Data excerpts:
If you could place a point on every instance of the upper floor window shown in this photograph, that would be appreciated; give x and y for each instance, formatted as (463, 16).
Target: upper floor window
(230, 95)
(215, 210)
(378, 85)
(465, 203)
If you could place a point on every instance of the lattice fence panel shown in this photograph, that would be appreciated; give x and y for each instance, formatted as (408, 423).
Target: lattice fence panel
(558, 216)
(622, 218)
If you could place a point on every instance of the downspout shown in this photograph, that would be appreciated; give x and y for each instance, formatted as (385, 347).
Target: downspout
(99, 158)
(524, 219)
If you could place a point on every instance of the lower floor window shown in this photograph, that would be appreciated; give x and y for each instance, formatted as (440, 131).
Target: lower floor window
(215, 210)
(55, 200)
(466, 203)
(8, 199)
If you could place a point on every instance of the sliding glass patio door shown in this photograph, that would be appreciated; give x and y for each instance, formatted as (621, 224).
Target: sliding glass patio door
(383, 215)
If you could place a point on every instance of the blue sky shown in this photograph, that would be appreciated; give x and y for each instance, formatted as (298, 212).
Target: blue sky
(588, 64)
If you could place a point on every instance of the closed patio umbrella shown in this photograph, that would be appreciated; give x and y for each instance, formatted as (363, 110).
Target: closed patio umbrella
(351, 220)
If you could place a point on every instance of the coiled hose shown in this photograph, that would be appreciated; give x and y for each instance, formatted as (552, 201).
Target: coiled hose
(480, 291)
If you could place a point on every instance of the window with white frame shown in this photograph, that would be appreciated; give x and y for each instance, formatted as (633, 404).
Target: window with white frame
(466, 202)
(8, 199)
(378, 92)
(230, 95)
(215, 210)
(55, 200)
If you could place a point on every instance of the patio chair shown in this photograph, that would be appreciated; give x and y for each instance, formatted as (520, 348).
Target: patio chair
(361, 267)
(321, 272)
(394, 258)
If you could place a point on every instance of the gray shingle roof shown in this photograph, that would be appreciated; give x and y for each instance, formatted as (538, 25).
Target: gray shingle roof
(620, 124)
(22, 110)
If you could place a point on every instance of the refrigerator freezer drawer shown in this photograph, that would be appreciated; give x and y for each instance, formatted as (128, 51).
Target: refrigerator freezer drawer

* Brief: Please write out each entry shown above exactly as given.

* Exercise solution:
If you could place a point on every instance of the upper floor window shown in this photograph, that would be appreciated; give x and y for each instance, formatted as (463, 16).
Target: upper floor window
(230, 95)
(215, 210)
(378, 85)
(465, 203)
If you could place a point on every instance of the lattice fence panel shown in this photograph, that would be appreciated; give x and y for each instance, formatted as (408, 423).
Target: lattice fence panel
(558, 216)
(622, 218)
If you could place a point on every instance of the downspout shown in this photograph, that would be appreciated; give x and y for each instance, formatted as (385, 347).
Target: downspout
(99, 158)
(524, 219)
If you could place a point on every instance of the lower floor window shown in this photograph, that would be appreciated; give x and y for each instance, formatted as (440, 131).
Target: lower floor window
(215, 210)
(55, 200)
(466, 203)
(8, 199)
If you could place a point on every instance of the sliding glass patio door shown in this photograph, that would be appreciated; give x and y for each instance, formatted as (621, 224).
Target: sliding glass patio door
(383, 215)
If you could place a point on every instance of the blue sky shown in this photograph, that would be appreciated; give x and y for each instance, formatted as (298, 212).
Target: blue sky
(588, 64)
If you could place a point on every instance of the closed patio umbrella shown in this photograph, that would be appreciated; give x and y for each instance, formatted as (363, 110).
Target: closed patio umbrella
(351, 220)
If you could place a point on every instance of the coiled hose shown in this photograph, that would be appreciated; give x and y for each instance, formatted as (552, 201).
Target: coiled hose
(480, 291)
If you could place a point on every instance of the window with white frame shown in this photograph, that would be appreciated; give x and y for each instance, formatted as (633, 404).
Target: window with white frame
(466, 202)
(8, 199)
(378, 92)
(230, 95)
(215, 210)
(55, 200)
If you could place a point on every instance of the patio chair shown in this photograph, that would be appreciated; give x and y for each instance, formatted as (520, 348).
Target: patio chair
(361, 267)
(321, 272)
(394, 258)
If you could place a point on every instance of the gray shingle roof shown in this photograph, that would be appreciated; give x and y for each instance, formatted as (538, 25).
Target: gray shingle roof
(620, 124)
(22, 110)
If you could place a point on every instance of the refrigerator freezer drawer shown in this photograph, that would be appreciated; give x and y for each instance, formatted as (128, 51).
Target: refrigerator freezer drawer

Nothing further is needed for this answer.